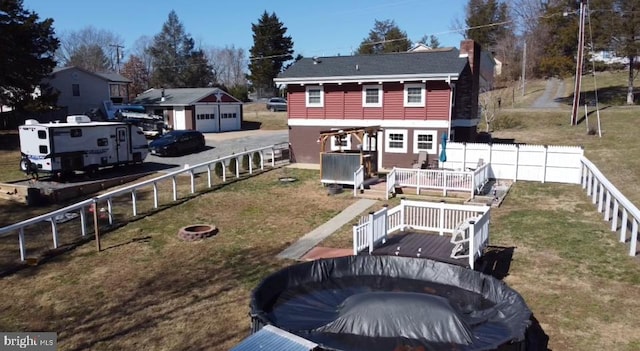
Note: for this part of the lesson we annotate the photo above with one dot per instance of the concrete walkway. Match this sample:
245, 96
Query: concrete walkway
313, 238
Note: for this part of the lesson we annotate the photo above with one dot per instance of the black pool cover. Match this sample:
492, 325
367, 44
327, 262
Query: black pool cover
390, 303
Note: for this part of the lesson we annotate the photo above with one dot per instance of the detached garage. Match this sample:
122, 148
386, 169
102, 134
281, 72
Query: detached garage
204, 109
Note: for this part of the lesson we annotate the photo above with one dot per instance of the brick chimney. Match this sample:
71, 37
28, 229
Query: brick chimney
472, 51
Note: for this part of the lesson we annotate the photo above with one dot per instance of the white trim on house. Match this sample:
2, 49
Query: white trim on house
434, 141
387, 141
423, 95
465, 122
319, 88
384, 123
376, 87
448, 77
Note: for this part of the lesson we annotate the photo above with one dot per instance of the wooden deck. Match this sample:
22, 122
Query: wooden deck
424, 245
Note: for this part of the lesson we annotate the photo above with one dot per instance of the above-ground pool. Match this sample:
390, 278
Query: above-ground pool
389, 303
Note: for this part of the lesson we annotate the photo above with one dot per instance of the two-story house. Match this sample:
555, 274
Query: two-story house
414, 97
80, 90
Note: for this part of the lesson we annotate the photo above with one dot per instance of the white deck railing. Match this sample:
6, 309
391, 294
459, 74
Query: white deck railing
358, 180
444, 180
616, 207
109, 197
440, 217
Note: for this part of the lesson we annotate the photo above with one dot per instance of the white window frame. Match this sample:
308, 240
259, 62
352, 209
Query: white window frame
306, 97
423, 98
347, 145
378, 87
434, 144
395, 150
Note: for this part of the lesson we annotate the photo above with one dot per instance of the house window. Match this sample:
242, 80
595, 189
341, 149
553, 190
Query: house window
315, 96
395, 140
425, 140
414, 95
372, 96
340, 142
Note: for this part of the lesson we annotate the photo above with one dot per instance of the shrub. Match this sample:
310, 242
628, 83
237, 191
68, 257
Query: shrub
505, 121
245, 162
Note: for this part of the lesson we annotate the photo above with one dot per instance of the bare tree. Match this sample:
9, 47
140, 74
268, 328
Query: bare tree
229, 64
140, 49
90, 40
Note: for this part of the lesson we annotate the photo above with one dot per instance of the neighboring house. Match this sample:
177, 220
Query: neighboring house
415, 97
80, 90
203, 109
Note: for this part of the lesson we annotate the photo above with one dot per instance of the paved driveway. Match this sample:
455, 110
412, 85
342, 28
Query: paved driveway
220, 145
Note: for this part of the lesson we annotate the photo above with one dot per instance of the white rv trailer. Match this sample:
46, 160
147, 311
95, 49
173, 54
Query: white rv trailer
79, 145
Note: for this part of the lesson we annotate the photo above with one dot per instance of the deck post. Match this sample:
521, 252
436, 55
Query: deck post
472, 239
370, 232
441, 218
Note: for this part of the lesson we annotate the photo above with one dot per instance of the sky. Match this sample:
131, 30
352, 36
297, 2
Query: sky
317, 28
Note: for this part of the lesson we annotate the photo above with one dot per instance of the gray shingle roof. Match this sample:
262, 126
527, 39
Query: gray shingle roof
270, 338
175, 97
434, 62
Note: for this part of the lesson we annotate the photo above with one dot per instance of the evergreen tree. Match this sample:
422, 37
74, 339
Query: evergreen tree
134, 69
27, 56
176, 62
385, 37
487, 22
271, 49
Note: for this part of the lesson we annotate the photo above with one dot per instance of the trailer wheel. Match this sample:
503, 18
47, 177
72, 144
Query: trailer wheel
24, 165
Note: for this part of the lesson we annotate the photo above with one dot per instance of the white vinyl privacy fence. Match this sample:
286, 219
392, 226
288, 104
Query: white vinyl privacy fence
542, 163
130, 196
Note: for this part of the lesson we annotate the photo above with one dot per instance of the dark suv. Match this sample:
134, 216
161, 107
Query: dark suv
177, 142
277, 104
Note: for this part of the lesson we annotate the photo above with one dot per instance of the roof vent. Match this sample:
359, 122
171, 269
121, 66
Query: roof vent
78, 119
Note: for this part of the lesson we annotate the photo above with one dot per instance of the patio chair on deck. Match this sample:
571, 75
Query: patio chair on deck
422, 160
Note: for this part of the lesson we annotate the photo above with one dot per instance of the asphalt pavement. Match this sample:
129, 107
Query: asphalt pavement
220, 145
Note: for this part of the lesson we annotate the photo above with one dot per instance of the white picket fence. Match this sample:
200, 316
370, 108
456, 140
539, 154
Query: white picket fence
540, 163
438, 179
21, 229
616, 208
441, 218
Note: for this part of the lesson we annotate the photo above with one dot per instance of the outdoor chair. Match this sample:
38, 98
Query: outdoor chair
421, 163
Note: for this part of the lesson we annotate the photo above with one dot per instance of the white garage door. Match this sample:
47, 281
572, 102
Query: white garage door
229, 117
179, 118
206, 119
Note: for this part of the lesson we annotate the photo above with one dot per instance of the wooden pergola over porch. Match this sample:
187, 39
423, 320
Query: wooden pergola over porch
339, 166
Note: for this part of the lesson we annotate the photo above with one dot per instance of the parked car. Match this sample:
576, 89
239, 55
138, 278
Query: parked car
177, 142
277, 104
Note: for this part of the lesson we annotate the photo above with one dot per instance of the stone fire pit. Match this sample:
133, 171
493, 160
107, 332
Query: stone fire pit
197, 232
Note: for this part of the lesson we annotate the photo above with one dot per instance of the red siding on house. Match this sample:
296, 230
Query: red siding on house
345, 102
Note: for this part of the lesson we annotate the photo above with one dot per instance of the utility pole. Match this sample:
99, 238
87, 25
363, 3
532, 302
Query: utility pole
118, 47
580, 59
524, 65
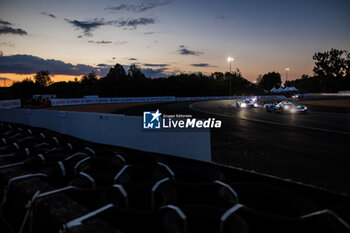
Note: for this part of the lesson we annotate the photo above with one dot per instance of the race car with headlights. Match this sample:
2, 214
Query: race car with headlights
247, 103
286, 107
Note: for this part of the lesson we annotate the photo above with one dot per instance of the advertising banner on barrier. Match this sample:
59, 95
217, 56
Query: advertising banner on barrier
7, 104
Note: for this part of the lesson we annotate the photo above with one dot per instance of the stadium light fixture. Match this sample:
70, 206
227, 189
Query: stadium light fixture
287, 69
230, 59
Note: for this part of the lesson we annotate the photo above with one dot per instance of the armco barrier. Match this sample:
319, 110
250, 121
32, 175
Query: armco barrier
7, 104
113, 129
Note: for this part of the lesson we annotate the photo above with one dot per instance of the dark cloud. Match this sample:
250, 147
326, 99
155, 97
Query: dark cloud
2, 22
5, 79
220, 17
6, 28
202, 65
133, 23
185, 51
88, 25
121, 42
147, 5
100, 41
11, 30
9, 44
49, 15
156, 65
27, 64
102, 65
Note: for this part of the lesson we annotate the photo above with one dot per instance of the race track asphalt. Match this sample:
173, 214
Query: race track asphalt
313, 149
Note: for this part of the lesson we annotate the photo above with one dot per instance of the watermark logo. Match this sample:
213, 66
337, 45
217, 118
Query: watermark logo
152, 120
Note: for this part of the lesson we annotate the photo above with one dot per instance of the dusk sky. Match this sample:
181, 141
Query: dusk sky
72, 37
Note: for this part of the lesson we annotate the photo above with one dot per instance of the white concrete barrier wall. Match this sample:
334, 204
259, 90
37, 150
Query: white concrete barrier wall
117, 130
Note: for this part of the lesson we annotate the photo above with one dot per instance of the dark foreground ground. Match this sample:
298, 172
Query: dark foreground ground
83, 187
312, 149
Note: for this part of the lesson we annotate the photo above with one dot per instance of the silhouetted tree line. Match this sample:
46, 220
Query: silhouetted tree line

## EXERCISE
The whole listing, pictures excluded, should be output exactly.

## EXERCISE RESULT
Note: for this part of the lesson we annotate the photo above with one dot per instance of the concrete walkway. Match this sample:
245, 96
Query: concrete walkway
313, 238
Note: for this part of the lesson we annotate the photo above with one dot per instance of the black pool cover. Match this sample:
492, 325
367, 44
327, 262
Query: black pool cover
390, 303
Note: for this part of the lesson we annotate the photo above with one dot per instance of the detached garage. Match this sample:
122, 148
386, 169
102, 134
281, 72
Query: detached garage
204, 109
Note: for this part of the lesson we annotate the photo above with one dot per instance of the brick chimney. Match this sample:
71, 37
28, 229
Query: brick chimney
472, 51
Note: for this part of the lesson we annotate the photo above with one dot per instance of the white trim on house. Match this sample:
2, 49
Query: white trim on house
434, 141
387, 141
423, 95
465, 122
319, 88
384, 123
376, 87
448, 77
Note: for this part of the lesson we annotate the photo above with one dot per instance of the wooden deck. Match this sample:
22, 122
Query: wooden deck
424, 245
Note: for this part of the lesson we annotate the photo above with one dot per instance of the above-ground pool. Match this sample:
390, 278
Query: above-ground pool
389, 303
Note: for this part of the lesson we annotate the photo above with one dot per instance of the two-story house. Match this sample:
555, 274
Query: two-story house
414, 97
80, 90
Note: for this part of the lesson we annotate the photo above with one dot per instance of the white deck railing. Match this sample:
6, 309
391, 294
459, 74
Query: white deck railing
358, 180
444, 180
616, 207
109, 197
440, 217
Note: for this part of the lesson we annotate the photo above with one dot per instance of the white window frame. Match this sample:
308, 240
259, 62
352, 209
Query: white window frame
306, 97
423, 98
347, 145
378, 87
434, 144
395, 150
Note: for this part of the lesson we annotate the photo above with one dot per instance of the house window. Match this sample:
242, 80
595, 189
341, 149
553, 190
Query: house window
315, 96
395, 140
425, 140
414, 95
372, 96
340, 142
Note: for this part of the lesson we annotate the photo above with one dot per instance of the shrub. Match this sample:
310, 242
628, 83
237, 191
68, 257
Query: shrub
505, 121
245, 162
Note: for this part of the lesson we annotate the photo above with one dot per instance of the bare tree. Match this sample:
9, 47
140, 74
268, 328
Query: bare tree
229, 64
140, 49
90, 40
Note: for this part of the lesson we annotate the photo above with one dot per instance of the neighboring house. Match this sample:
177, 220
Query: neighboring house
415, 97
80, 90
203, 109
Note: for this part of the lesson we annotate the photo above with one dot per instance of the paved driveway. Match this sample:
455, 110
412, 85
342, 28
Query: paved driveway
220, 145
Note: for this part of the lesson we annotate the photo above with one dot per instance of the white rv trailer. Match this sample:
46, 160
147, 311
95, 49
173, 54
Query: white rv trailer
79, 145
Note: for this part of the lesson we annotate the photo above with one dot per instance of the deck post. Match this sample:
521, 252
436, 55
Query: deck post
472, 239
370, 232
441, 218
Note: for this part of the lesson we annotate the photo above with one dot per instance of the sky. Match this sample:
131, 30
352, 36
297, 2
Query: sky
317, 28
Note: for this part of the lesson we annotate the photo above with one dot per instance of the gray shingle roof. Match this sample:
262, 126
527, 39
Query: gray shingle roof
270, 338
175, 97
434, 62
Note: for this part of the lesson we annotate the photo above with one dot per instance of the evergreen tree. Match this sample:
422, 37
74, 339
Query: evergreen tree
134, 69
27, 56
176, 62
385, 37
487, 22
271, 49
Note: for this part of the lesson we annotate the photo above with one dot per instance of the trailer wheel. Match this sample:
503, 18
47, 177
72, 144
Query: trailer wheel
24, 165
Note: for this part of the lesson we annotate the photo above with one dot per instance of the white vinyl privacy fence. Match this sample:
286, 219
392, 226
288, 104
Query: white vinyl privacy fence
542, 163
130, 196
Note: for this part of the lesson we annotate the photo above with one dot per instance of the dark suv. Match this sample:
134, 216
161, 107
Query: dark suv
177, 142
277, 104
Note: for this part of the lesson we annotate the photo above with one dot per instance of the roof vent. Match this sample:
359, 122
171, 269
121, 66
Query: roof vent
78, 119
Note: for this part of the lesson we annotate the photo above with one dot per instance of the patio chair on deck. Match this sample:
571, 75
Query: patio chair on deck
422, 160
Note: for this part of the lesson we annotate the photo above with one dot per instance of the asphalt pavement. Match this sample:
129, 107
Query: asphalt pavement
220, 145
Note: for this part of the lesson we annotate the photo above with one dot per instance of the white picket fence. Match this sample:
200, 316
370, 108
456, 140
539, 154
Query: white picket fence
540, 163
438, 179
21, 229
616, 208
441, 218
Note: for this part of the lesson we annotate the photo above with one dot per instance of the outdoor chair. Match this sample:
38, 98
Query: outdoor chair
421, 163
Note: for this part of the lesson we annotate the photo above with one dot per instance of the white garage door. Match this sample:
47, 281
572, 102
Query: white garage door
229, 117
179, 118
206, 119
Note: for this part of the lesson we annotate the photo above with one dot per instance of the wooden pergola over porch. Match this sample:
187, 39
423, 320
Query: wooden pergola over porch
339, 166
Note: for this part of the lesson we annotate the photo above with one dot per instance of the parked car. Match this sample:
576, 89
239, 55
138, 278
Query: parked car
177, 142
277, 104
Note: for this part of the lesson we annotate the photo above with one dot per instance of the stone fire pit. Match this sample:
133, 171
493, 160
107, 332
Query: stone fire pit
197, 232
Note: for this part of the lesson we annotate the photo above with one dot per instance of the red siding on house. Match this sample:
296, 230
Query: red siding on house
345, 102
Note: for this part of the lesson we annotate the photo above with one dot per instance of the utility pole. Match this sample:
99, 238
87, 25
363, 3
532, 302
Query: utility pole
118, 47
580, 59
524, 65
Note: for this part of the lesson we annotate the photo above with one dot per instance of the race car with headlights. Match this sample:
2, 214
Query: race car with headlights
247, 103
286, 107
Note: for this part of the lesson we annotate the photo above with one dot per instance of the advertising banner on barrier. Match this sample:
59, 95
217, 56
Query: advertising banner on barrier
7, 104
Note: for this part of the lesson we annotate the photo above with one dot per instance of the stadium light fixture. Match this sample:
70, 206
227, 189
Query: stadium light fixture
287, 69
230, 59
Note: for this part of the lesson we annotate the photo above with one dot per instance of the armco barrier. Match this sample:
319, 110
250, 121
32, 175
Query: armco barrier
7, 104
113, 129
Note: for this part of the lesson we annotate the photo above with one dot per instance of the dark cloud. Match this sample:
250, 147
326, 99
155, 97
Query: dark cloud
2, 22
5, 79
220, 17
6, 28
202, 65
133, 23
185, 51
88, 25
121, 42
147, 5
100, 41
11, 30
9, 44
49, 15
156, 65
27, 64
102, 65
Note: for this part of the lesson we annotate the photo above with one dot per instance of the race track asphalt. Match this sample:
173, 214
Query: race track asphalt
313, 149
Note: for this part of the lesson we annotate the photo above with one dot per instance of the watermark logo. Match this sample:
213, 66
337, 45
217, 118
Query: watermark logo
152, 120
Note: for this part of the lesson we annotate the photo above with one dot per instance of the dusk sky. Match this sample:
181, 141
Query: dusk sky
72, 37
Note: for this part of the lesson we annotate the photo above with one dot per instance of the white concrete barrier wall. Match this sample:
334, 204
259, 90
37, 150
Query: white concrete barrier wall
117, 130
Note: for this part of the lesson we annotate the photo above with one dot per instance of the dark foreground ground. Match this sample:
298, 172
Query: dark foreground ground
83, 187
312, 149
Note: for this part of the lesson we annotate the photo above with one dot per instance of the silhouetted tree line. Match this sample:
46, 220
Query: silhouetted tree line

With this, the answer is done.